[Task description] Can you output the material exactly as written, minus any pictures it holds?

Named-object pointing records:
==============================

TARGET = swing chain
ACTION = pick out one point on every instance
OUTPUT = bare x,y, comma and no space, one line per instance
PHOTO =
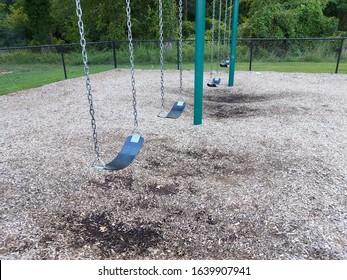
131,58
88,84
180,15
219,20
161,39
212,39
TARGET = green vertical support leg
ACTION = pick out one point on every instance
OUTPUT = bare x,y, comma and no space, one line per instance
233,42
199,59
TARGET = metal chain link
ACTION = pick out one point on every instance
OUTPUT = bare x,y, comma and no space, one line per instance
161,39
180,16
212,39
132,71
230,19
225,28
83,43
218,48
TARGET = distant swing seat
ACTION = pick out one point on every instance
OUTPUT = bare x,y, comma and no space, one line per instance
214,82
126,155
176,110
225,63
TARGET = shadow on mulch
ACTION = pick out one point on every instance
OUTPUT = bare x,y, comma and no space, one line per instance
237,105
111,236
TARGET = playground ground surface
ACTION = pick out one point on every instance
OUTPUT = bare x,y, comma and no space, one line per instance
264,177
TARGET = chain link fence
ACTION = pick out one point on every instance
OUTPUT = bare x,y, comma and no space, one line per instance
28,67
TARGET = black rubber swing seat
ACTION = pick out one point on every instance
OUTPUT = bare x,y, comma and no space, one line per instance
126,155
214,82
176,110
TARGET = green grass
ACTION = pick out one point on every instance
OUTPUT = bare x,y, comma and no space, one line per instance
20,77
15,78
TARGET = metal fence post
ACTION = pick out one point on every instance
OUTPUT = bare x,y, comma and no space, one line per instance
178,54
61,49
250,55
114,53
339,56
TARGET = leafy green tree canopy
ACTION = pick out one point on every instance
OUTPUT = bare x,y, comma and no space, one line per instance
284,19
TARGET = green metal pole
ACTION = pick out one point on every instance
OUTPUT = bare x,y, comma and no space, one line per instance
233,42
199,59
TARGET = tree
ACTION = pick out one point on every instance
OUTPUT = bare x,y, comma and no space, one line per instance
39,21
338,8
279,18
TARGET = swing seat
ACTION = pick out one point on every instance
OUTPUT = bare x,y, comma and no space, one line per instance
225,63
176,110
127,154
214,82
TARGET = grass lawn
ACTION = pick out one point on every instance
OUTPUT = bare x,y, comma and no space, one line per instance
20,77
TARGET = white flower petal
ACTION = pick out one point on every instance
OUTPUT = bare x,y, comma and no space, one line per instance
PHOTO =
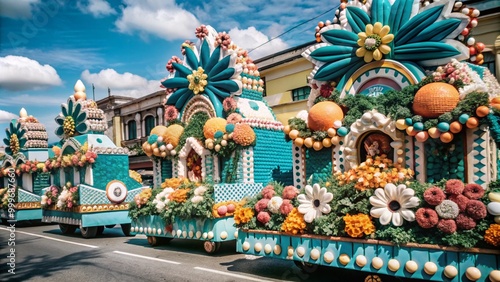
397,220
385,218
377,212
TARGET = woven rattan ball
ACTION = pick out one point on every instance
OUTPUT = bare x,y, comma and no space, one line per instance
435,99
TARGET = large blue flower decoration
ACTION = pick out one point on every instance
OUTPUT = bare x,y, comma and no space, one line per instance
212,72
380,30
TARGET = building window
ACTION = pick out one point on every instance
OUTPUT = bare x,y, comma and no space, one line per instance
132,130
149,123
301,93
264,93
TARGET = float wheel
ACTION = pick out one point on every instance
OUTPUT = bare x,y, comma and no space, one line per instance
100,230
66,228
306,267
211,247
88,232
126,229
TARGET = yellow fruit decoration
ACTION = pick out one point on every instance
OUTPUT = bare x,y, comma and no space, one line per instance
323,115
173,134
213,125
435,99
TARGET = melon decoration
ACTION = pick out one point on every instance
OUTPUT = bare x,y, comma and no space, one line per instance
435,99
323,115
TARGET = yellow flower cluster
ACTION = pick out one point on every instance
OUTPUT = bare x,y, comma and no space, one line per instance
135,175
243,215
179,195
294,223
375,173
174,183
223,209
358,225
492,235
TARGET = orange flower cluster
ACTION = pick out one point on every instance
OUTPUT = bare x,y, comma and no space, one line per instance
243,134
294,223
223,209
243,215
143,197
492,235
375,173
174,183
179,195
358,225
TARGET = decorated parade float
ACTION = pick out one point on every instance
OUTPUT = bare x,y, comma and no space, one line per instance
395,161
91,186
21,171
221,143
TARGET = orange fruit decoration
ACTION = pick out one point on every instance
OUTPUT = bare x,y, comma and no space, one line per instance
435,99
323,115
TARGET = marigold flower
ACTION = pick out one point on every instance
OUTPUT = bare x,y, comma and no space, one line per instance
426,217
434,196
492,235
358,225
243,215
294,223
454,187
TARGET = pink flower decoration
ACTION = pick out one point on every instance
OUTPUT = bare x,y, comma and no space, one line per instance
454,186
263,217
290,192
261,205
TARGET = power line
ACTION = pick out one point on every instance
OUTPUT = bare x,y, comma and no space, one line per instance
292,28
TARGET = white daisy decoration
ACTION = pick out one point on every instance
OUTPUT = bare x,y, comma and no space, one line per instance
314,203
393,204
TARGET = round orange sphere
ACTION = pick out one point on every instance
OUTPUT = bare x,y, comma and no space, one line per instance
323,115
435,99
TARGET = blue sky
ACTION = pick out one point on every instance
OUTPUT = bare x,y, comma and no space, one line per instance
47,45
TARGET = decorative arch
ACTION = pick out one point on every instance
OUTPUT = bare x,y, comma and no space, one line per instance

==============================

[Answer to this exercise]
TARGET = swing chain
ACTION = pick out one point on every instance
OUTPUT = bare x,y, comma and no space, one line per instance
PHOTO =
131,58
88,84
180,15
219,20
161,39
212,39
TARGET = green vertical support leg
ACTION = pick out one point on every instance
OUTPUT = bare x,y, comma and no space, one line per instance
233,42
199,59
TARGET = metal chain link
ACTION = pick out one point on every instance
OUTPUT = bare x,y, comma and no space, one line per instance
161,39
180,16
212,39
132,71
230,19
225,28
83,43
218,48
TARGET = distant swing seat
ACTION = pick out one point on every instance
OUTPUT = bare x,y, comma and no space, one line per instance
214,82
126,155
176,110
225,63
TARGET = shadow on mulch
ACTION = pick out one point on every instance
OUTPUT = bare x,y, comma and no space, one line per instance
237,105
111,236
TARGET = playground ground surface
ACTION = pick out one point on every instance
OUTPUT = bare x,y, comma and no space, one line per instance
264,177
TARGET = chain link fence
ACTION = pick out one point on every instance
OUTPUT = bare x,y, comma and no space, one line per instance
28,67
TARGET = black rubber swing seat
ACTION = pick out one point on every instance
OUTPUT = bare x,y, comma and no space, one line per instance
126,155
214,82
176,110
TARGET = green grass
ACTION = pick out one point on every instance
OUTPUT = bare x,y, comma and no space, one line per instance
20,77
15,78
TARGET = metal fence post
ACTION = pick out one point on every instance
OUTPUT = bare x,y, comma and no space, one line per instance
178,54
61,49
250,55
114,53
339,56
TARGET = leafy green tree canopy
ACTION = pick out one point on every instance
OUTPUT = bare x,y, comma and no space, one line per instance
284,19
TARGET = green metal pole
ACTION = pick out one point on every instance
OUTPUT = bare x,y, comma and no space, one line per instance
233,42
199,59
TARGET = tree
ACTION = pick out one point on every instance
OUTPUT = bare x,y, comma and no space, one line per instance
39,21
338,8
279,18
TARGET = swing seat
ACTION = pick out one point on every instance
OUTPUT = bare x,y, comma and no space, one line per instance
225,63
176,110
127,154
214,82
TARGET = grass lawn
ACTION = pick out one point on every instance
OUTPUT = bare x,y, comma and no space, one line per instance
20,77
TARGET = white flower petal
ACTION = pick out one point on every instance
OUTPUT = bare x,y, comma and no space, one line per instance
PHOTO =
397,220
385,218
377,212
TARGET = woven rattan ball
ACTION = pick out one point on every instance
OUTPUT = bare x,y, comma and no space, one line per instance
435,99
TARGET = large blue flower decoration
ACTION = pick out one point on every instance
OUTPUT = bare x,y, comma and no space, one line per instance
212,72
380,30
TARGET = building window
ACTION = pick out one point on every instance
OUTPUT = bare x,y, comma and no space, one line per instance
132,130
149,123
301,93
264,93
TARGET = float wheel
ACTION = pick out one point on every instance
OUTPUT = bare x,y, comma and no space, one line per instance
100,230
66,228
306,267
211,247
88,232
126,229
TARGET = yellow fruit decoration
ACTION = pick out one point on every instance
OUTPUT = bare x,y, comma and no space, one line per instance
323,115
173,134
213,125
435,99
TARGET = melon decoration
ACTION = pick out one point on every instance
OUTPUT = bare x,y, comma and no space, one line per instance
435,99
323,115
TARGET = yellow flower cluster
ACTION = pick out one point on every instance
OUTPUT = bare x,y, comma and no space, one line per instance
135,175
243,215
179,195
294,223
375,173
174,183
223,209
358,225
492,235
TARGET = orange flower cluster
ACTION = pick out one point on every instance
OUTPUT = bare x,y, comma and no space, one line per instance
243,134
294,223
223,209
243,215
143,197
492,235
375,173
174,183
179,195
358,225
TARGET = decorated parade float
ACTION = pick out one point on every instance
OUTPUT = bare x,y, comma and no space, one line per instance
395,161
91,186
21,171
221,143
TARGET = orange fruit decoration
ACTION = pick out one point on every instance
OUTPUT = bare x,y, comma and no space, one line per instance
435,99
323,115
TARGET = marigold flower
ACTION = pick out one point on every instance
OUTPUT = bare x,y, comma and no space, one line per instance
426,217
434,196
492,235
358,225
243,215
294,223
454,187
TARGET = pink flower decoration
ACTION = pick out one point on every instance
OUTPUT = bare x,y, comma and no space, one line per instance
454,186
263,217
290,192
261,205
TARGET = power line
ACTION = pick out one point on every instance
OUTPUT = bare x,y, comma and no space, one line per instance
292,28
TARGET = white daisy decoration
ACTION = pick out one point on every instance
OUTPUT = bare x,y, comma and no space, one line per instance
314,203
393,204
TARGET = round orange sphere
ACTION = pick out one point on every instance
OUTPUT = bare x,y, comma and no space, one line per instance
323,115
435,99
TARGET = blue sky
ACTION = pick out one point on every instance
OUTPUT = bare x,y, comma and no space, one line per instance
47,45
TARGET = decorative arch
ACTION = pick out one point on every instance
OUTPUT = bare x,y, comma and no space, one line per instance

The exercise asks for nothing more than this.